◆ Task prompt ◆
Please retype the records below exactly, from the first line through the line containing "like [(324, 354)].", and leave out any pictures.
*** Begin section ***
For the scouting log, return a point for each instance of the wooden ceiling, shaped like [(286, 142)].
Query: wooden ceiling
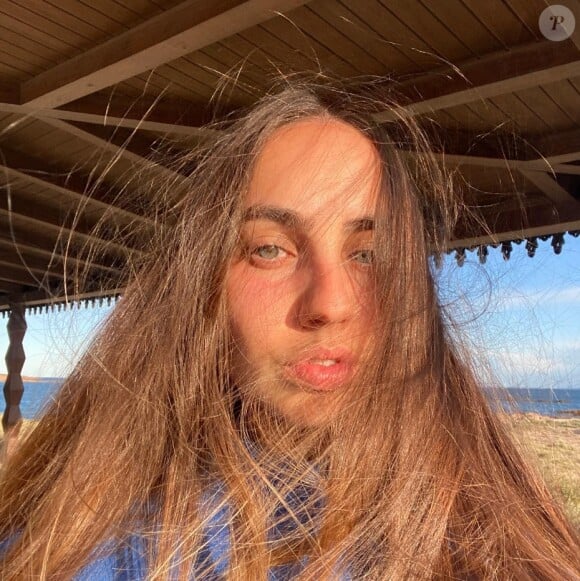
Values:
[(89, 88)]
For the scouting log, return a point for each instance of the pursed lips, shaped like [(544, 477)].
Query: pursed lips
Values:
[(322, 369)]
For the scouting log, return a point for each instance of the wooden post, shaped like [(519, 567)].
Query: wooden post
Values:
[(13, 388)]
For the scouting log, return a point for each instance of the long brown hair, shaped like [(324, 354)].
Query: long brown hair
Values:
[(418, 477)]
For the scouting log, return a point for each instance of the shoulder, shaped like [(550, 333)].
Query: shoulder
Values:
[(120, 562)]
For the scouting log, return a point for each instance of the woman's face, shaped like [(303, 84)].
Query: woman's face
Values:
[(300, 288)]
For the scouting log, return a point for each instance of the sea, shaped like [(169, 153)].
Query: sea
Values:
[(547, 402)]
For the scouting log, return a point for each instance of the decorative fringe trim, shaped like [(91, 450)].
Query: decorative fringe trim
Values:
[(507, 247), (58, 306)]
*** End section ***
◆ Result for this task ◆
For the scouting log, return a point for each instance of the wooden ceiling, shaped like [(286, 142)].
Query: wooden ceiling
Values:
[(89, 88)]
For the scouting log, return a point for each instance of the pursed lips, shaped like [(544, 477)].
Query: pursed lips
Values:
[(322, 369)]
For the scouting log, return a point for each instance of the wooden post, shaped like [(519, 567)].
Query: wooden post
Values:
[(13, 388)]
For the scouting log, return a point for each instance of the long brown hair, shaped like [(324, 354)].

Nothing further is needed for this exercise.